## Brief
Return each line of the records below in which the string "bird" turns up.

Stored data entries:
════════════════
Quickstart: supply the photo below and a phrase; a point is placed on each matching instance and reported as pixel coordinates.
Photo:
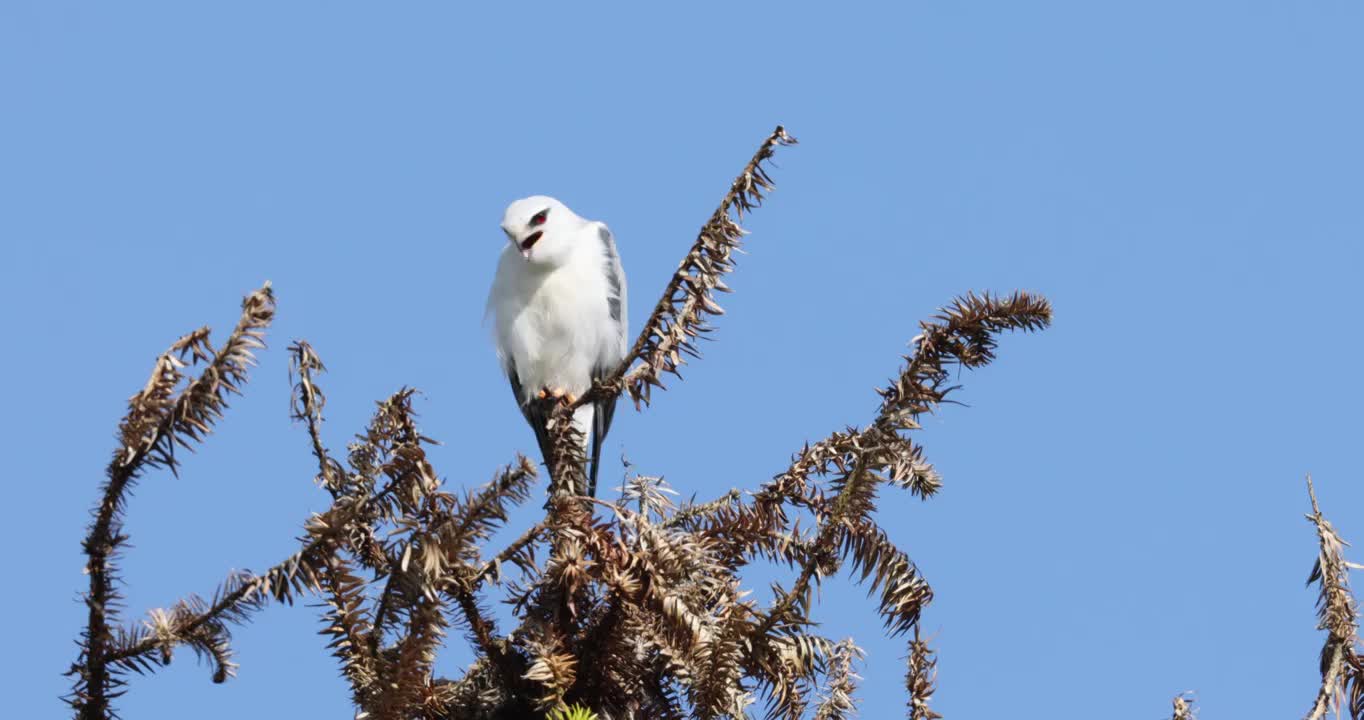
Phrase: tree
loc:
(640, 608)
════════════════
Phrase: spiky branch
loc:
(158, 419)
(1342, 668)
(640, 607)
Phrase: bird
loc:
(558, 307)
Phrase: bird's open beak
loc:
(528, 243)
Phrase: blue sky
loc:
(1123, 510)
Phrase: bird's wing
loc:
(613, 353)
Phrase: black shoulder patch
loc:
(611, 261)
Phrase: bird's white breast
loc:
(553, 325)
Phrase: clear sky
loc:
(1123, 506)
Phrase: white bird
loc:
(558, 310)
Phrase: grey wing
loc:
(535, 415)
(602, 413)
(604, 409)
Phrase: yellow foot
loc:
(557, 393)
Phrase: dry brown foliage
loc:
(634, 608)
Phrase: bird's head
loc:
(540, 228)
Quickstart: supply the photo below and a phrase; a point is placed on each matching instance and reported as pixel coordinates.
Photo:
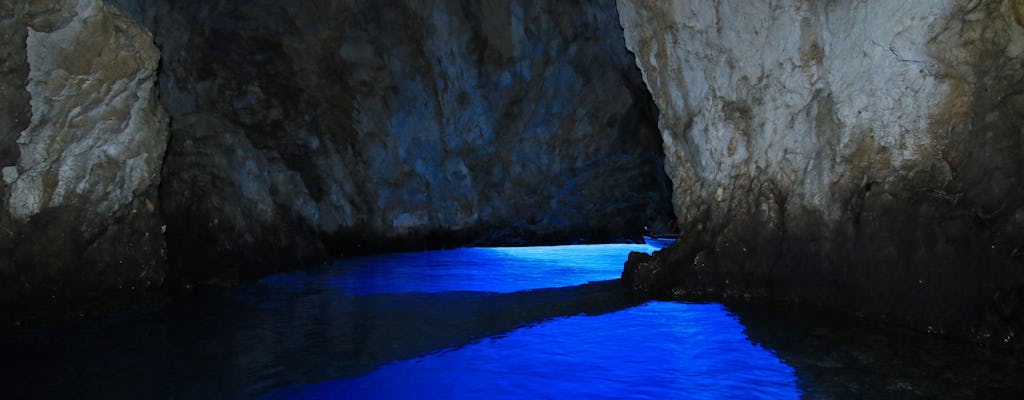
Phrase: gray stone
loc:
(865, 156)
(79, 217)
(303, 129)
════════════════
## Exercise solution
Phrase: bird
Phrase: bird's open beak
Phrase: bird's wing
Phrase: bird's white breast
Phrase: white bird
Phrase: bird's head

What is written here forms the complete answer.